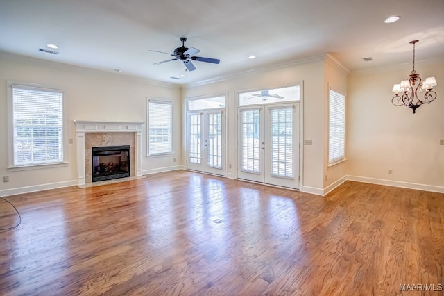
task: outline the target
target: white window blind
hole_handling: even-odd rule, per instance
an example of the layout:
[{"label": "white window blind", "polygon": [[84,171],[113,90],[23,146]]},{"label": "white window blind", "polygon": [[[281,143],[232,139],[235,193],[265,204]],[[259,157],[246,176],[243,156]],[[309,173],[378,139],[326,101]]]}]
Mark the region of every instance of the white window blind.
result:
[{"label": "white window blind", "polygon": [[148,155],[172,153],[172,103],[149,101],[148,120]]},{"label": "white window blind", "polygon": [[345,97],[330,90],[328,164],[345,159]]},{"label": "white window blind", "polygon": [[63,162],[63,94],[12,85],[15,167]]}]

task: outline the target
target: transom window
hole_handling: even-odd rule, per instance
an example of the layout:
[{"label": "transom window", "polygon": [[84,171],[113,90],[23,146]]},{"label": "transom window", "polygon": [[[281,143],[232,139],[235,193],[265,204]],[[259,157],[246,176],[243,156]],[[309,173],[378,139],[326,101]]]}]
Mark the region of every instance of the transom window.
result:
[{"label": "transom window", "polygon": [[299,101],[299,85],[239,94],[239,106]]}]

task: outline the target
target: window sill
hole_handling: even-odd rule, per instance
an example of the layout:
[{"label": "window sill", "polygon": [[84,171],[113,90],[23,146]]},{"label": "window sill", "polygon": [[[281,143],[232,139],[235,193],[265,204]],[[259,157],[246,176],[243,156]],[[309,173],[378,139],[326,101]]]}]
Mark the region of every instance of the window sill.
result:
[{"label": "window sill", "polygon": [[49,163],[46,165],[24,165],[23,167],[9,167],[8,172],[28,171],[32,170],[50,169],[53,167],[67,167],[69,163]]},{"label": "window sill", "polygon": [[332,164],[328,165],[327,166],[327,167],[334,167],[334,166],[336,166],[336,165],[339,165],[339,164],[340,164],[340,163],[343,163],[343,162],[344,162],[344,161],[347,161],[347,158],[341,159],[341,161],[336,161],[336,163],[332,163]]}]

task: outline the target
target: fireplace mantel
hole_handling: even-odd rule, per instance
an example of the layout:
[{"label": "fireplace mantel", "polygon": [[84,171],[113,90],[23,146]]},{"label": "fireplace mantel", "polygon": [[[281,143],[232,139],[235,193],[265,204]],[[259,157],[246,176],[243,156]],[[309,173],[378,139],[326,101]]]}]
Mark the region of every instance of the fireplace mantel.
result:
[{"label": "fireplace mantel", "polygon": [[77,131],[78,186],[85,184],[85,134],[86,133],[135,133],[135,175],[142,176],[142,126],[144,122],[74,120]]},{"label": "fireplace mantel", "polygon": [[129,132],[136,133],[142,131],[144,122],[110,122],[108,120],[74,120],[77,126],[77,132],[83,133],[112,133]]}]

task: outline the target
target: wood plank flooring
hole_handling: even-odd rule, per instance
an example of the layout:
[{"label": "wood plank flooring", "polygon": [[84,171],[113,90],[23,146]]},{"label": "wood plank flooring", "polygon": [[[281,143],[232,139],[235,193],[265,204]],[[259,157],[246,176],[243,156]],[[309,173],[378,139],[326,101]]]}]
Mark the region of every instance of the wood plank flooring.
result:
[{"label": "wood plank flooring", "polygon": [[176,171],[6,199],[1,295],[443,295],[444,194]]}]

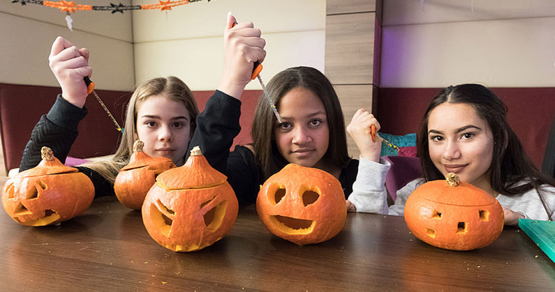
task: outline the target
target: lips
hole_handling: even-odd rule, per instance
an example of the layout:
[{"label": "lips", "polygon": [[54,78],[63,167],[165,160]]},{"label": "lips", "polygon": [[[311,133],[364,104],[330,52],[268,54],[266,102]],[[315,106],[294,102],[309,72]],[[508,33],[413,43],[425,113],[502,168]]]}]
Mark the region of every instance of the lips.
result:
[{"label": "lips", "polygon": [[305,148],[305,149],[295,150],[295,151],[291,152],[291,153],[292,153],[294,155],[296,155],[299,156],[306,156],[307,155],[310,155],[314,151],[314,149],[312,149]]},{"label": "lips", "polygon": [[169,152],[175,151],[175,149],[174,149],[173,148],[170,148],[169,147],[162,147],[161,148],[158,148],[158,149],[156,149],[156,151],[160,151],[160,152]]},{"label": "lips", "polygon": [[443,167],[448,172],[458,173],[466,167],[466,164],[443,164]]}]

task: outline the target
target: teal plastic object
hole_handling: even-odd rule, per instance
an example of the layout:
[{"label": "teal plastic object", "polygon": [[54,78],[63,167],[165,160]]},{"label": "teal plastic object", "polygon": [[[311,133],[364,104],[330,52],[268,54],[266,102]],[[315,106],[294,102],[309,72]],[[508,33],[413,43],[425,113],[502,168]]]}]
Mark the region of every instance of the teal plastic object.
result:
[{"label": "teal plastic object", "polygon": [[519,219],[518,227],[555,263],[555,221]]}]

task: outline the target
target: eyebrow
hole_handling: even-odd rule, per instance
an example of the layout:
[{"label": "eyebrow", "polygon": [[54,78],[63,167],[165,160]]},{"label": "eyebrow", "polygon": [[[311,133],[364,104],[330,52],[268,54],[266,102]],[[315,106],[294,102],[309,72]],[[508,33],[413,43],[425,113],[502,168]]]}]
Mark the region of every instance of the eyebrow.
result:
[{"label": "eyebrow", "polygon": [[[149,118],[149,119],[161,119],[161,118],[160,117],[159,115],[154,115],[154,114],[145,114],[145,115],[141,115],[140,117],[140,118]],[[186,120],[188,119],[187,119],[186,117],[185,117],[184,115],[179,115],[178,117],[174,117],[171,118],[170,119],[172,119],[172,120],[180,120],[180,119]]]},{"label": "eyebrow", "polygon": [[[315,116],[318,115],[319,114],[325,115],[326,114],[326,112],[322,112],[321,110],[319,110],[318,112],[316,112],[315,113],[312,113],[306,115],[306,118],[312,118],[312,117],[315,117]],[[281,116],[281,119],[291,119],[291,117],[285,117],[285,116],[282,116],[282,115]]]},{"label": "eyebrow", "polygon": [[[482,130],[482,128],[480,128],[480,127],[479,127],[475,126],[474,125],[466,125],[462,126],[462,127],[461,127],[460,128],[458,128],[455,129],[455,133],[460,133],[460,132],[461,132],[462,131],[464,131],[464,130],[467,130],[468,129],[476,129],[477,130],[481,130],[481,131]],[[433,134],[443,134],[443,133],[442,132],[441,132],[441,131],[438,131],[437,130],[434,130],[433,129],[431,129],[431,130],[430,130],[429,131],[428,131],[428,134],[432,134],[432,133],[433,133]]]}]

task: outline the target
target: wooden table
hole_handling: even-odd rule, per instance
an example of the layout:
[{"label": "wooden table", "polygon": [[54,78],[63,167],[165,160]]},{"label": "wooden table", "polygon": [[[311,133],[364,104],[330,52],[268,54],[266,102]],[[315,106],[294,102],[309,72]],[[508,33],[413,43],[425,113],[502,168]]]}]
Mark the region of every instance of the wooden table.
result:
[{"label": "wooden table", "polygon": [[410,234],[402,217],[350,213],[331,240],[299,246],[241,210],[212,246],[171,251],[140,213],[114,198],[58,226],[26,227],[0,214],[0,290],[550,291],[555,264],[522,231],[453,251]]}]

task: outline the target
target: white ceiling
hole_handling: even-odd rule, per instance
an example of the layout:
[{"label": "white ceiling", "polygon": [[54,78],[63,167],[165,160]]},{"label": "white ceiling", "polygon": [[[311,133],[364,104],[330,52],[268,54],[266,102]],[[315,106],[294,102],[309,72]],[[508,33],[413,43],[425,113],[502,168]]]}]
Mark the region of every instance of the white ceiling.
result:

YOUR TASK: All the records need to be repeated exactly, with the images dropped.

RESPONSE BELOW:
task: outline the target
target: white window blind
hole_handling: even-odd rule, per instance
an example of the layout:
[{"label": "white window blind", "polygon": [[84,171],[113,90],[23,146]]},{"label": "white window blind", "polygon": [[[281,143],[232,139],[235,193],[265,204]],[[259,157],[246,176],[243,156]],[[309,173],[378,139],[326,101]]]}]
Mark the region of every instance of the white window blind.
result:
[{"label": "white window blind", "polygon": [[148,155],[172,153],[172,103],[149,101],[148,120]]},{"label": "white window blind", "polygon": [[345,97],[330,90],[328,164],[345,159]]},{"label": "white window blind", "polygon": [[63,162],[63,94],[12,85],[15,167]]}]

task: outline the target
target: transom window
hole_handling: even-odd rule, per instance
an example of the layout:
[{"label": "transom window", "polygon": [[84,171],[113,90],[23,146]]},{"label": "transom window", "polygon": [[[281,143],[232,139],[235,193],[265,204]],[[259,157],[246,176],[243,156]],[[309,173],[378,139],[326,101]]]}]
Mark the region of every instance of the transom window.
result:
[{"label": "transom window", "polygon": [[299,101],[299,85],[239,94],[239,106]]}]

task: outline the target
target: window sill
hole_handling: even-odd rule, per instance
an example of the layout:
[{"label": "window sill", "polygon": [[84,171],[113,90],[23,146]]},{"label": "window sill", "polygon": [[[281,143],[232,139],[235,193],[265,204]],[[259,157],[246,176],[243,156]],[[309,173],[378,139],[326,101]]]}]
Mark the region of every instance of the window sill.
result:
[{"label": "window sill", "polygon": [[49,163],[46,165],[24,165],[23,167],[9,167],[8,172],[28,171],[32,170],[50,169],[53,167],[67,167],[69,163]]},{"label": "window sill", "polygon": [[332,164],[328,165],[327,166],[327,167],[334,167],[334,166],[336,166],[336,165],[339,165],[339,164],[340,164],[340,163],[343,163],[343,162],[344,162],[344,161],[347,161],[347,158],[341,159],[341,161],[336,161],[336,163],[332,163]]}]

task: outline the target
target: fireplace mantel
hole_handling: even-odd rule, per instance
an example of the layout:
[{"label": "fireplace mantel", "polygon": [[84,171],[113,90],[23,146]]},{"label": "fireplace mantel", "polygon": [[[281,143],[232,139],[235,193],[265,204]],[[259,157],[246,176],[243,156]],[[309,173],[378,139],[326,101]]]}]
Mark the region of every instance of the fireplace mantel.
result:
[{"label": "fireplace mantel", "polygon": [[77,131],[78,186],[85,184],[85,134],[86,133],[135,133],[135,175],[142,176],[142,126],[144,122],[74,120]]},{"label": "fireplace mantel", "polygon": [[129,132],[136,133],[142,131],[144,122],[110,122],[108,120],[74,120],[77,126],[77,132],[83,133],[112,133]]}]

task: outline the target
target: wood plank flooring
hole_handling: even-odd rule, per instance
an example of the layout:
[{"label": "wood plank flooring", "polygon": [[84,171],[113,90],[23,146]]},{"label": "wood plank flooring", "polygon": [[[281,143],[232,139],[235,193],[265,204]],[[259,157],[246,176],[243,156]],[[309,173],[378,139],[326,101]]]}]
Mark the region of every instance of the wood plank flooring.
result:
[{"label": "wood plank flooring", "polygon": [[176,171],[6,199],[1,295],[443,295],[444,194]]}]

task: outline the target
target: lips
hole_handling: even-odd rule, per instance
an example of the layout:
[{"label": "lips", "polygon": [[54,78],[63,167],[165,160]]},{"label": "lips", "polygon": [[[311,133],[364,104],[330,52],[268,54],[266,102]],[[315,106],[294,102],[309,72]],[[508,33],[413,43],[425,113],[502,168]]]}]
Mark the region of every instance of the lips.
result:
[{"label": "lips", "polygon": [[305,148],[305,149],[295,150],[295,151],[291,152],[291,153],[292,153],[294,155],[296,155],[299,156],[306,156],[307,155],[310,155],[314,151],[314,149],[312,149]]},{"label": "lips", "polygon": [[169,152],[175,151],[175,149],[174,149],[173,148],[170,148],[169,147],[162,147],[161,148],[158,148],[158,149],[156,149],[156,151],[160,151],[160,152]]},{"label": "lips", "polygon": [[443,167],[448,172],[458,173],[466,167],[466,164],[443,164]]}]

task: outline the target
target: teal plastic object
hole_handling: even-odd rule, per instance
an example of the layout:
[{"label": "teal plastic object", "polygon": [[54,78],[63,167],[165,160]]},{"label": "teal plastic object", "polygon": [[[311,133],[364,104],[330,52],[268,54],[266,102]],[[315,106],[294,102],[309,72]],[[508,33],[413,43],[425,113],[502,168]]]}]
Mark the region of every instance of the teal plastic object.
result:
[{"label": "teal plastic object", "polygon": [[519,219],[518,227],[555,263],[555,221]]}]

task: outline the target
target: eyebrow
hole_handling: even-odd rule, per instance
an example of the layout:
[{"label": "eyebrow", "polygon": [[54,78],[63,167],[165,160]]},{"label": "eyebrow", "polygon": [[[311,133],[364,104],[330,52],[268,54],[266,102]],[[315,106],[294,102],[309,72]],[[508,33],[413,43],[425,113],[502,168]]]}]
Mark the region of every instance of the eyebrow.
result:
[{"label": "eyebrow", "polygon": [[[149,118],[149,119],[161,119],[161,118],[160,117],[159,115],[154,115],[154,114],[145,114],[145,115],[141,115],[140,117],[140,118]],[[186,120],[188,119],[187,119],[186,117],[185,117],[184,115],[179,115],[178,117],[174,117],[171,118],[170,119],[172,119],[172,120],[180,120],[180,119]]]},{"label": "eyebrow", "polygon": [[[315,116],[318,115],[319,114],[325,115],[326,114],[326,112],[322,112],[321,110],[319,110],[318,112],[316,112],[315,113],[312,113],[306,115],[306,118],[312,118],[312,117],[315,117]],[[281,116],[281,119],[291,119],[291,117],[285,117],[285,116],[282,116],[282,115]]]},{"label": "eyebrow", "polygon": [[[482,130],[482,128],[480,128],[480,127],[479,127],[475,126],[474,125],[466,125],[462,126],[462,127],[461,127],[460,128],[458,128],[455,129],[455,133],[460,133],[460,132],[461,132],[462,131],[464,131],[464,130],[467,130],[468,129],[476,129],[477,130],[481,130],[481,131]],[[433,134],[443,134],[443,133],[442,132],[441,132],[441,131],[438,131],[437,130],[434,130],[433,129],[431,129],[431,130],[430,130],[429,131],[428,131],[428,134],[432,134],[432,133],[433,133]]]}]

task: outline the target
target: wooden table
hole_handling: even-odd rule, per instance
an example of the layout:
[{"label": "wooden table", "polygon": [[54,78],[63,167],[165,160]]},{"label": "wooden table", "polygon": [[[311,133],[364,104],[330,52],[268,54],[266,102]],[[315,106],[294,102],[309,72]],[[508,33],[413,43],[425,113],[502,168]]]}]
Mark the region of every instance of the wooden table.
result:
[{"label": "wooden table", "polygon": [[410,234],[402,217],[350,213],[331,240],[299,246],[241,210],[212,246],[171,251],[140,213],[114,198],[58,226],[26,227],[0,214],[0,290],[550,291],[555,264],[522,231],[453,251]]}]

task: outline the target
target: white ceiling
hole_handling: even-odd rule, per instance
an example of the layout:
[{"label": "white ceiling", "polygon": [[54,78],[63,167],[165,160]]},{"label": "white ceiling", "polygon": [[[311,133],[364,104],[330,52],[268,54],[266,102]],[[315,106],[294,102],[309,72]],[[508,33],[413,43],[425,113],[502,168]]]}]
Mark the region of every instance of the white ceiling.
result:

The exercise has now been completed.